TO DO :: Please rewrite every line of the records below as a numbered list, skipping blank lines and leaving out the pictures.

[Image region outline records]

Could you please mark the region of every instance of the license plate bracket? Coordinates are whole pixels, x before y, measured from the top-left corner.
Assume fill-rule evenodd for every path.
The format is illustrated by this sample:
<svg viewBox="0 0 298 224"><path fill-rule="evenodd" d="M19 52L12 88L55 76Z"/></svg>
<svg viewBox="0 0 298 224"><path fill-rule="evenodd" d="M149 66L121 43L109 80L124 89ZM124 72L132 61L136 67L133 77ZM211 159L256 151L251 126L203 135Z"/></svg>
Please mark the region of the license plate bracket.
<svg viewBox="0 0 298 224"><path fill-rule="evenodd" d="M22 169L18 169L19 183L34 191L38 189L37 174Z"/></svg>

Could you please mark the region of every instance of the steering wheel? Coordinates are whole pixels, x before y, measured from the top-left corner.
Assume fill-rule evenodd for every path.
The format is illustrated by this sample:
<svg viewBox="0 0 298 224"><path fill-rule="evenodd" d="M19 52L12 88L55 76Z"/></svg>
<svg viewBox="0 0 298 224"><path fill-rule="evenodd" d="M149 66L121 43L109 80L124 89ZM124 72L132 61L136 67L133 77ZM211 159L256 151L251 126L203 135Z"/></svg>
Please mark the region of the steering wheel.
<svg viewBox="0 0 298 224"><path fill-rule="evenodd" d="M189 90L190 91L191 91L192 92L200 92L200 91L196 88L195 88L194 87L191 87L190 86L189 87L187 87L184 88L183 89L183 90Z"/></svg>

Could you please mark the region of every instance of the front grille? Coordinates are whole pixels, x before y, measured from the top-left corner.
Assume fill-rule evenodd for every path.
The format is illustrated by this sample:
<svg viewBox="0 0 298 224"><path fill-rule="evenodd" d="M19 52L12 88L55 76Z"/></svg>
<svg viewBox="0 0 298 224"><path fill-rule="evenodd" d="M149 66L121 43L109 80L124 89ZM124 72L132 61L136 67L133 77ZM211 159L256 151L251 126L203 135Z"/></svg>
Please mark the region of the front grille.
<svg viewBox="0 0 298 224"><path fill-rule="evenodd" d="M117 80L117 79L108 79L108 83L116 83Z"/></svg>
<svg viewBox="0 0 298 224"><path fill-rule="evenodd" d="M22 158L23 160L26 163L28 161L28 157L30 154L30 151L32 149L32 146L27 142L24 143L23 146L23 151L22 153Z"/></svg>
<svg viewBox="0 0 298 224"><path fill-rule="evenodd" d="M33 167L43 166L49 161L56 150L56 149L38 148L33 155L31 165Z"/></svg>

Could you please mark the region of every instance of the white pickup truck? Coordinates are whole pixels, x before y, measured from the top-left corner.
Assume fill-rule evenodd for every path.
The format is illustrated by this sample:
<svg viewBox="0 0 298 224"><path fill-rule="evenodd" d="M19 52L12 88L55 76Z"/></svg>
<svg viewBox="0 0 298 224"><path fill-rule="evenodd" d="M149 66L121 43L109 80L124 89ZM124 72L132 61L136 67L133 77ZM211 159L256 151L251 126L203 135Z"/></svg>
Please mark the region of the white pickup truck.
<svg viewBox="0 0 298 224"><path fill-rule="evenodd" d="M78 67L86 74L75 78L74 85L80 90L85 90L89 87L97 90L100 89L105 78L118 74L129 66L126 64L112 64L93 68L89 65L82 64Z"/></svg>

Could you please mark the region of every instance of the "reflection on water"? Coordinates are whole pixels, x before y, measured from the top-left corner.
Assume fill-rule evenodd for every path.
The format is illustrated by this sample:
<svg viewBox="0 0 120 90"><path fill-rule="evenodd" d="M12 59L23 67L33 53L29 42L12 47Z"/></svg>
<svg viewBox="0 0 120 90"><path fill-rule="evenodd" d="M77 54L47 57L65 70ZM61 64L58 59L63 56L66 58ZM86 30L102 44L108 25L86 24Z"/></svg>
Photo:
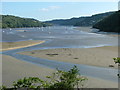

SOLUTION TO THE PROBLEM ::
1. Could you please mark the region of every instance of the license plate bracket? Coordinates are whole pixels, x before y, measured from the top-left corner.
2. Assume fill-rule evenodd for every path.
3. The format is illustrated by this sample:
4. <svg viewBox="0 0 298 224"><path fill-rule="evenodd" d="M19 52L12 88L55 76Z"/></svg>
5. <svg viewBox="0 0 298 224"><path fill-rule="evenodd" d="M149 66L121 43L109 80L124 89ZM124 72L132 61L136 67L133 77ZM211 159L256 151L251 126L203 135Z"/></svg>
6. Please mark the region of the license plate bracket.
7. <svg viewBox="0 0 298 224"><path fill-rule="evenodd" d="M22 169L18 169L19 183L34 191L38 189L37 174Z"/></svg>
8. Could you please mark the region of every instance of the steering wheel? Coordinates are whole pixels, x before y, measured from the top-left corner.
9. Assume fill-rule evenodd for every path.
10. The format is illustrated by this sample:
11. <svg viewBox="0 0 298 224"><path fill-rule="evenodd" d="M19 52L12 88L55 76Z"/></svg>
12. <svg viewBox="0 0 298 224"><path fill-rule="evenodd" d="M149 66L121 43L109 80L124 89ZM124 72L132 61L136 67L133 77ZM211 159L256 151L251 126L203 135Z"/></svg>
13. Please mark the region of the steering wheel.
14. <svg viewBox="0 0 298 224"><path fill-rule="evenodd" d="M189 90L190 91L191 91L192 92L200 92L200 91L196 88L195 88L194 87L191 87L190 86L189 87L187 87L184 88L183 89L183 90Z"/></svg>
15. Could you please mark the region of every instance of the front grille? Coordinates are whole pixels, x before y, measured from the top-left corner.
16. Assume fill-rule evenodd for every path.
17. The format is illustrated by this sample:
18. <svg viewBox="0 0 298 224"><path fill-rule="evenodd" d="M19 52L12 88L55 76Z"/></svg>
19. <svg viewBox="0 0 298 224"><path fill-rule="evenodd" d="M149 66L121 43L109 80L124 89ZM124 72L132 61L136 67L133 77ZM211 159L256 151L251 126L203 135Z"/></svg>
20. Please mark the region of the front grille.
21. <svg viewBox="0 0 298 224"><path fill-rule="evenodd" d="M117 80L117 79L108 79L108 83L116 83Z"/></svg>
22. <svg viewBox="0 0 298 224"><path fill-rule="evenodd" d="M22 158L23 160L26 163L28 161L28 157L30 154L30 151L32 149L32 146L27 142L24 143L23 146L23 151L22 153Z"/></svg>
23. <svg viewBox="0 0 298 224"><path fill-rule="evenodd" d="M33 167L43 166L49 161L56 150L56 149L38 148L33 155L31 165Z"/></svg>
24. Could you please mark the region of every instance of the white pickup truck? Coordinates are whole pixels, x before y, measured from the top-left corner.
25. Assume fill-rule evenodd for every path.
26. The format is illustrated by this sample:
27. <svg viewBox="0 0 298 224"><path fill-rule="evenodd" d="M19 52L12 88L55 76Z"/></svg>
28. <svg viewBox="0 0 298 224"><path fill-rule="evenodd" d="M149 66L121 43L109 80L124 89ZM124 72L132 61L136 67L133 77ZM211 159L256 151L251 126L203 135Z"/></svg>
29. Please mark the region of the white pickup truck.
30. <svg viewBox="0 0 298 224"><path fill-rule="evenodd" d="M78 67L86 74L75 78L74 85L80 90L85 90L89 87L97 90L100 89L105 78L118 74L129 66L126 64L112 64L93 68L89 65L82 64Z"/></svg>
31. Could you please mark the region of every instance of the "reflection on water"? Coordinates are whole pixels, x before y, measured from the top-left corner.
32. Assume fill-rule evenodd for every path.
33. The format is illustrated by this sample:
34. <svg viewBox="0 0 120 90"><path fill-rule="evenodd" d="M12 59L23 67L33 53L29 42L12 47Z"/></svg>
35. <svg viewBox="0 0 120 90"><path fill-rule="evenodd" d="M77 54L47 57L65 70ZM61 64L58 59L63 56L66 58ZM86 30L102 44L108 25L86 24Z"/></svg>
36. Photo:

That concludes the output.